Work instruction: In the skin terms glossary, what size separates a nodule from a papule?

Passage provided:
++++

Basal cell carcinoma
Skin cancer arising from cells in the basal layer of the epidermis.
Bulla (pl. bullae)
Large blister.
Callus
Hard, thickened area of skin occurring in areas of the body exposed to friction or pressure.
Cellulitis
Diffuse, acute inflammatory infection of the skin marked by local heat, redness, pain and swelling.
Cicatrix
Scar tissue.
Crust
Collection on the skin of dried sebum and cellular debris; scab.
Curettage
Scraping of material from the skin or from the wall of a cavity.
Cyst
Thick-walled, closed sac or pouch containing fluid or semisolid material.
Decubitus ulcer
Inflammation, sore, or ulcer in the skin over a bony part of the body; pressure ulcer; bedsore.
Dysplastic nevi
Numerous abnormal moles with irregular borders, indistinct margins, and mixed coloration; often precursors of malignant melanomas.
Ecchymosis (pl. ecchymoses)
Bleeding into the skin; bruise.
Eczema
Chronic dermatitis of unknown etiology, marked by redness, blisters, scales, and scabs.
Electrodesiccation
Destruction of tissue by burning with an electric spark.
Erosion
Wearing away or loss of epidermis.
Exanthematous viral disease
Rash (exanthem) of skin due to viral infection; measles (rubeola) and chicken pox (varicella) are examples.
Fissure
Groove or crack-like sore.
Fungal tests
Scrapings from skin lesions are sent to a laboratory for culture and microscopic examination for evidence of fungal growth.
Gangrene
Death of tissue associated with loss of blood supply.
Impetigo
Inflammatory bacterial skin disease characterized by vesicles, pustules, and crusted-over lesions.
Kaposi sarcoma
Malignant tumor of skin and blood vessels; often associated with AIDS. Dark blue-purple patches form on the skin.
Keloid
Enlarged scar on the skin.
Macule
Pigmented spot on the skin; freckle.
Malignant melanoma
Cancerous skin tumor often arising in pre-existing moles (nevi).
Mohs surgery
Microscopically controlled excision of skin cancers.
Nevus (pl. nevi)
Mole (pigmented lesion of the skin).
Nodule
Solid, round or oval, elevated skin lesion more than 1 cm in diameter.
Papule
Small, solid elevation of the skin, less than 1 cm in diameter.
Petechia (pl. petechiae)
Small, pinpoint hemorrhages in the skin.

++++

[Items from a dataset]
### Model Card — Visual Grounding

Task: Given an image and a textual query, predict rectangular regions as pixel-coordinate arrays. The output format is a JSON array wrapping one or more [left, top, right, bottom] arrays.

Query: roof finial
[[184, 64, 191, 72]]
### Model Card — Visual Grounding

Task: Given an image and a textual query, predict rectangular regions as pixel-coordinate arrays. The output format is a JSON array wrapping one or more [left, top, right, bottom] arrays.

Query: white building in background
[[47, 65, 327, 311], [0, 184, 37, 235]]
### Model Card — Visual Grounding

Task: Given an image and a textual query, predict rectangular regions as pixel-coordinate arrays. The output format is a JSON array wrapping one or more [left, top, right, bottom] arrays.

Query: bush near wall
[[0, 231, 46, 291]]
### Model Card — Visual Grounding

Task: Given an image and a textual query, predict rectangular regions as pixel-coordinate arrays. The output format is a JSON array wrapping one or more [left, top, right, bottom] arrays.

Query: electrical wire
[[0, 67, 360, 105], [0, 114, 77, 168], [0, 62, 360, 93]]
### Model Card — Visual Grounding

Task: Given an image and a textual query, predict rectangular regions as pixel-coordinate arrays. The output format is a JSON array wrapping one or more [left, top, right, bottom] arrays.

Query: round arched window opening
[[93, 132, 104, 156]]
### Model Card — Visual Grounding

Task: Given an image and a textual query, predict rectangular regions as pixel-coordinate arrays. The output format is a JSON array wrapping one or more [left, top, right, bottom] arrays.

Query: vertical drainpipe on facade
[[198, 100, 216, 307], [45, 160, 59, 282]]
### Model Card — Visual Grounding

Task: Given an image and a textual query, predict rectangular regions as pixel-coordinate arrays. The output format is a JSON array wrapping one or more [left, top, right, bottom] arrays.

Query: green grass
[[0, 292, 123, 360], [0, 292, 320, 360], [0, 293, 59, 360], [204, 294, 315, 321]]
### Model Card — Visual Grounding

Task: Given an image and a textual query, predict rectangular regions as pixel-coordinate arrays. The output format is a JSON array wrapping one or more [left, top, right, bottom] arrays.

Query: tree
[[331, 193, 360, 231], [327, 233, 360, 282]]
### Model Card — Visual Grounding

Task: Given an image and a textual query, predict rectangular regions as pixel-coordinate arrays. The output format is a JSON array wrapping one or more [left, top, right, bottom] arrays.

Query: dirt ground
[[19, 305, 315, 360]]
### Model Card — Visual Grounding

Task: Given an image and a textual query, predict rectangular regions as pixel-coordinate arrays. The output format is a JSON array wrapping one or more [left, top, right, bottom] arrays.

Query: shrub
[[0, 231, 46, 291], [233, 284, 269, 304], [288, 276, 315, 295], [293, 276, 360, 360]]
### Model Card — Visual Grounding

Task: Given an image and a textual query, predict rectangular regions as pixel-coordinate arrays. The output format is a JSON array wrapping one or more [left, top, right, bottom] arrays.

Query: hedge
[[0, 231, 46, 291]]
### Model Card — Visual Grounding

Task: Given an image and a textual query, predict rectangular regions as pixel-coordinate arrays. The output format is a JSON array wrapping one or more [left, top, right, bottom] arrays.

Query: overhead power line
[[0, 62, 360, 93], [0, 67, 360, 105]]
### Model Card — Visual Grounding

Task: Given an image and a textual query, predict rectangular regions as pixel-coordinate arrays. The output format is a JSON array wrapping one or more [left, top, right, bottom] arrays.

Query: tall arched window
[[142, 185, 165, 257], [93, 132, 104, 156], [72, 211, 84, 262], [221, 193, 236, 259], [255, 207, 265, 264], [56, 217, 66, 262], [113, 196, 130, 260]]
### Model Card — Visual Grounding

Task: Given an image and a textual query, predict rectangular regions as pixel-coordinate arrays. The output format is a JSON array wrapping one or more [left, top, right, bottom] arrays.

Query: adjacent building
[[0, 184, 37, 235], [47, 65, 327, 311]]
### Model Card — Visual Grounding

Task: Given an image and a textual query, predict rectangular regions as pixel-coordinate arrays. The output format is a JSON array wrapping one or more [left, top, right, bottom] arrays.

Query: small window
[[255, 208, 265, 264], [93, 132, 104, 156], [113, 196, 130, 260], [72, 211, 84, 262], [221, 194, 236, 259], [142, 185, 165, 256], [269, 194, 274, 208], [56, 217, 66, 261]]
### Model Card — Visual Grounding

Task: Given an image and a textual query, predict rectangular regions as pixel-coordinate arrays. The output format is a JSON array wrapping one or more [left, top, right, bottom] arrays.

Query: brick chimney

++++

Exercise output: A nodule is more than 1 cm in diameter, while a papule is less than 1 cm.